Provided passage
Born in Hammelev, Denmark in 1886, Gerda grew up in Hobro and moved to Copenhagen as a teenager to pursue her artistic interests at the Royal Danish Academy of Fine Arts. She worked as a successful fashion illustrator for magazines such as Vogue and also painted erotic imagery of women. She married fellow artist Einar Wegener, who became Lili Elbe, one of the first-ever documented recipients of sex reassignment surgery.
Early Life, Marriage, and Career
Gerda Marie Fredrikke Gottlieb was born on March 15, 1886 in the tiny rural province of Hammelev, Denmark, and grew up in the slightly larger city of Hobro. Gottlieb's small town life as the daughter of a clergyman and her artistic inclinations left her craving more. She left home at the age of 17 to enroll at the Royal Danish Academy of Fine Arts in Copenhagen. There she met and fell in love with fellow artist Einar Wegener (later Lili Elbe). Gottlieb and Wegener were soon married at the ages of 19 and 22, respectively, and Gottlieb's career began to take off.
In 1904, Gerda Wegener's work was featured in the Charlottenborg Art Gallery (the official exhibition gallery of the Royal Danish Academy of Art) and, in 1907, she won a sketching contest in the Danish newspaper Politiken. This recognition propelled her into the fashion magazine industry where she became a leading illustrator of women’s high fashion in the Art Deco style of the time.

Saved entries
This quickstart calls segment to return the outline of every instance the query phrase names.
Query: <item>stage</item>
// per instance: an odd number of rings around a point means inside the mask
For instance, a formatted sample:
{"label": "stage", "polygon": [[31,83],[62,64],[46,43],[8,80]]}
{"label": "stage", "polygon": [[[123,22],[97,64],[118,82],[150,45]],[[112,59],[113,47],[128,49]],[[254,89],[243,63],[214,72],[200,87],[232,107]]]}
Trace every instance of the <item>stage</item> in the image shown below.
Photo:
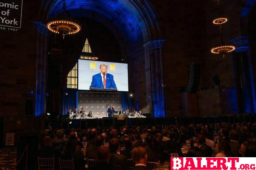
{"label": "stage", "polygon": [[178,125],[188,125],[190,124],[221,123],[224,122],[227,123],[241,123],[242,122],[254,122],[256,121],[256,114],[239,114],[237,115],[226,115],[219,116],[180,116],[179,117],[150,117],[147,116],[145,118],[129,118],[125,117],[124,120],[118,120],[117,118],[103,117],[93,119],[47,119],[46,122],[51,122],[53,129],[69,129],[77,128],[85,129],[88,128],[106,128],[113,127],[119,128],[124,126],[170,126],[175,125],[177,122]]}

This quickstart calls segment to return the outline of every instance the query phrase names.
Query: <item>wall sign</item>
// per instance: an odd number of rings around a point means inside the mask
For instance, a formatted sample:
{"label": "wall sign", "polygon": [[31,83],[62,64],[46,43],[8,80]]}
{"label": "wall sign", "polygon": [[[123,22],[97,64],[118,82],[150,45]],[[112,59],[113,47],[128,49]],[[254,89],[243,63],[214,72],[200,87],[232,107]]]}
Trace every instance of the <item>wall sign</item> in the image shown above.
{"label": "wall sign", "polygon": [[[7,27],[6,29],[9,30],[13,30],[10,28],[21,27],[23,1],[0,0],[0,26]],[[6,29],[3,27],[1,29]]]}

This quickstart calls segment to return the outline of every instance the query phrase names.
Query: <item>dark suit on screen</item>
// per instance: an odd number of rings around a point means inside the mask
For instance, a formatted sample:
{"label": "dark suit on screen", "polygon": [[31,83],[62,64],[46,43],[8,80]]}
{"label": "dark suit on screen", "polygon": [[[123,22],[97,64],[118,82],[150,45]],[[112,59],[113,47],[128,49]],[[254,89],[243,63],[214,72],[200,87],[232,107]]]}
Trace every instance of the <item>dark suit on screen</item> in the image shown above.
{"label": "dark suit on screen", "polygon": [[115,110],[113,108],[109,108],[107,111],[108,113],[108,117],[113,117],[113,112],[115,111]]}
{"label": "dark suit on screen", "polygon": [[[106,88],[116,89],[116,85],[114,81],[114,76],[113,75],[108,73],[106,74]],[[90,88],[102,88],[104,87],[102,82],[102,77],[100,73],[93,76],[93,79]]]}

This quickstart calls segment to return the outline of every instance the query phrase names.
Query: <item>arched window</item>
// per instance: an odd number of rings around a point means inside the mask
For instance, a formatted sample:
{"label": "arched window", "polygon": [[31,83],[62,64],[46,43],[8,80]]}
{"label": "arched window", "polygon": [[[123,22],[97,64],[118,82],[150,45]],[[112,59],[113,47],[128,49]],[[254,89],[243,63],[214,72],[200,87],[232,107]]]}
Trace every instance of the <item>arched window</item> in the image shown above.
{"label": "arched window", "polygon": [[[91,60],[92,57],[92,50],[88,41],[88,39],[87,38],[79,59]],[[67,88],[77,88],[77,62],[74,68],[72,68],[67,75]]]}

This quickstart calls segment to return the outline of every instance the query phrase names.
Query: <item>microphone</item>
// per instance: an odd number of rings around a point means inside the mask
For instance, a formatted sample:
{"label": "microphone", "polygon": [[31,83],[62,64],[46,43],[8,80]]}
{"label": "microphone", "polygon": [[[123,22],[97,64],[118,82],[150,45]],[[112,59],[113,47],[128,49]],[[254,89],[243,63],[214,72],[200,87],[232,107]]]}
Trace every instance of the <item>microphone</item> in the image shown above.
{"label": "microphone", "polygon": [[104,81],[105,80],[105,79],[104,79],[104,77],[105,76],[105,72],[103,72],[103,88],[104,88],[104,86],[105,86],[105,85],[104,84],[105,84],[105,81]]}

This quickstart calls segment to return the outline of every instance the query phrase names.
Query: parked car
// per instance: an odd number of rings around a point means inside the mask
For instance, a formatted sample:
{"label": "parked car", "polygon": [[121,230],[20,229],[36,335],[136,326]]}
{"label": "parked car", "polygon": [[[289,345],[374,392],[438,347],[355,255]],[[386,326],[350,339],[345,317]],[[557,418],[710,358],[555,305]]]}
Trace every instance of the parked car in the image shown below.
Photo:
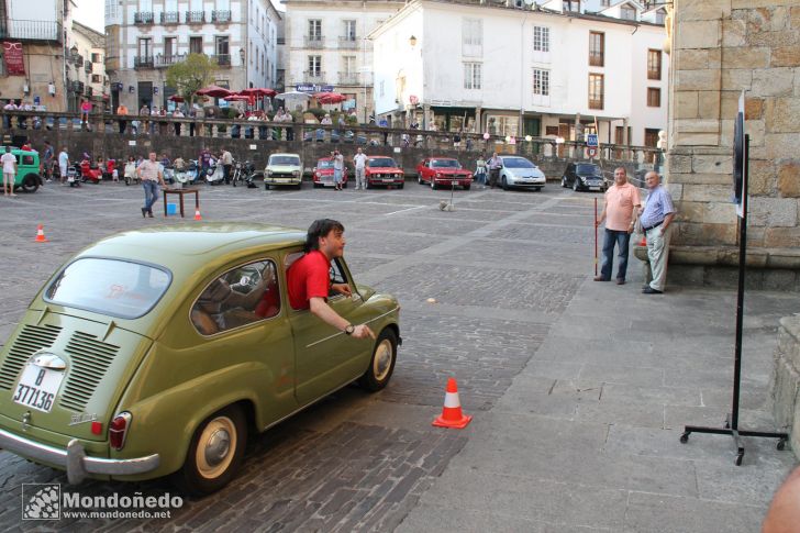
{"label": "parked car", "polygon": [[473,173],[462,168],[458,159],[451,157],[429,157],[416,165],[416,181],[431,184],[432,189],[438,186],[455,186],[469,190],[473,185]]}
{"label": "parked car", "polygon": [[542,190],[547,179],[544,173],[529,159],[520,156],[501,156],[500,186],[503,190],[525,188]]}
{"label": "parked car", "polygon": [[[4,153],[5,146],[0,146],[0,154]],[[16,158],[14,189],[20,188],[24,192],[36,192],[38,186],[42,185],[42,176],[38,174],[38,153],[12,147],[11,154]]]}
{"label": "parked car", "polygon": [[405,185],[403,169],[391,157],[380,155],[367,156],[364,179],[367,189],[376,185],[395,185],[402,189]]}
{"label": "parked car", "polygon": [[258,224],[121,233],[59,267],[0,351],[0,447],[86,477],[171,475],[190,493],[225,486],[249,427],[265,431],[357,380],[391,378],[395,297],[344,258],[330,306],[377,340],[290,309],[287,268],[305,232]]}
{"label": "parked car", "polygon": [[[342,170],[342,187],[347,187],[347,165]],[[314,187],[333,187],[333,159],[331,157],[320,157],[316,166],[311,175]]]}
{"label": "parked car", "polygon": [[303,164],[298,154],[271,154],[264,169],[264,188],[277,185],[302,187]]}
{"label": "parked car", "polygon": [[573,190],[599,190],[608,188],[602,169],[593,163],[569,163],[562,176],[562,187]]}

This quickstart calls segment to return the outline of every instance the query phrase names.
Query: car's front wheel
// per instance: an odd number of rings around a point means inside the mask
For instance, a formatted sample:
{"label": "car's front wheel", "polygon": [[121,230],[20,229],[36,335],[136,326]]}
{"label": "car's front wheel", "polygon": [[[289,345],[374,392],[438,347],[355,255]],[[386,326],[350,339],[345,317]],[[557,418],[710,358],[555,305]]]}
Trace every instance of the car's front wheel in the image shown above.
{"label": "car's front wheel", "polygon": [[191,495],[210,495],[227,485],[242,465],[247,424],[238,406],[203,420],[195,431],[176,484]]}
{"label": "car's front wheel", "polygon": [[373,358],[367,371],[358,379],[358,384],[370,392],[386,387],[395,371],[397,362],[397,334],[387,327],[380,332],[373,349]]}

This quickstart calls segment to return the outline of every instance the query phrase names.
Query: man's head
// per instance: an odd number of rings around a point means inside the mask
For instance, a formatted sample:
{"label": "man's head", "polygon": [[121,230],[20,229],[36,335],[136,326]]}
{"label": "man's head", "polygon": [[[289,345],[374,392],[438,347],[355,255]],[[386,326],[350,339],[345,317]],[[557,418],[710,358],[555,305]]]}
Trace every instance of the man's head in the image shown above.
{"label": "man's head", "polygon": [[614,184],[625,185],[627,181],[627,171],[623,167],[616,167],[614,169]]}
{"label": "man's head", "polygon": [[305,252],[319,249],[325,257],[333,259],[344,254],[344,225],[332,219],[315,220],[305,235]]}
{"label": "man's head", "polygon": [[644,182],[647,185],[648,189],[655,189],[658,187],[658,184],[662,182],[662,177],[658,176],[658,173],[651,170],[645,175]]}

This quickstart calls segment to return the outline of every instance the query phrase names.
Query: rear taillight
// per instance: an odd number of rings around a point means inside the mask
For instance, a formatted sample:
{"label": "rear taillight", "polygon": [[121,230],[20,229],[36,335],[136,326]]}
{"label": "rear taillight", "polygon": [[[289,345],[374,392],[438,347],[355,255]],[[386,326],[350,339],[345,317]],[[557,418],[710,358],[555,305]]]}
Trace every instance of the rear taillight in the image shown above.
{"label": "rear taillight", "polygon": [[131,413],[121,412],[109,425],[109,444],[114,449],[122,449],[125,445],[125,435],[131,427]]}

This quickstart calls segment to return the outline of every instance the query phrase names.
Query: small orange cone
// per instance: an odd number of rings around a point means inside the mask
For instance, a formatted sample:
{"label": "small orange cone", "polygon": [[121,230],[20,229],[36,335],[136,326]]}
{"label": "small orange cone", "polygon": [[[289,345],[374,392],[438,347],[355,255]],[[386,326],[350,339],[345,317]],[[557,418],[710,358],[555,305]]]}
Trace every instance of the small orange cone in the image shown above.
{"label": "small orange cone", "polygon": [[37,243],[48,243],[47,237],[44,236],[44,225],[38,224],[38,227],[36,227],[36,242]]}
{"label": "small orange cone", "polygon": [[473,420],[473,417],[462,412],[462,402],[458,400],[458,386],[456,380],[449,378],[447,380],[447,391],[444,395],[444,408],[442,415],[436,417],[433,425],[438,427],[455,427],[462,430]]}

Work task 1
In the Gerda Wegener biography, at what age did Gerda leave home to enroll at the Royal Danish Academy of Fine Arts?
Work task 2
Revise the Gerda Wegener biography from "Early Life, Marriage, and" to "to take off.", putting "pastor" where "clergyman" appears.

Task solution 1
She left home at 17.

Task solution 2
Early Life, Marriage, and Career
Gerda Marie Fredrikke Gottlieb was born on March 15, 1886 in the tiny rural province of Hammelev, Denmark, and grew up in the slightly larger city of Hobro. Gottlieb's small town life as the daughter of a pastor and her artistic inclinations left her craving more. She left home at the age of 17 to enroll at the Royal Danish Academy of Fine Arts in Copenhagen. There she met and fell in love with fellow artist Einar Wegener (later Lili Elbe). Gottlieb and Wegener were soon married at the ages of 19 and 22, respectively, and Gottlieb's career began to take off.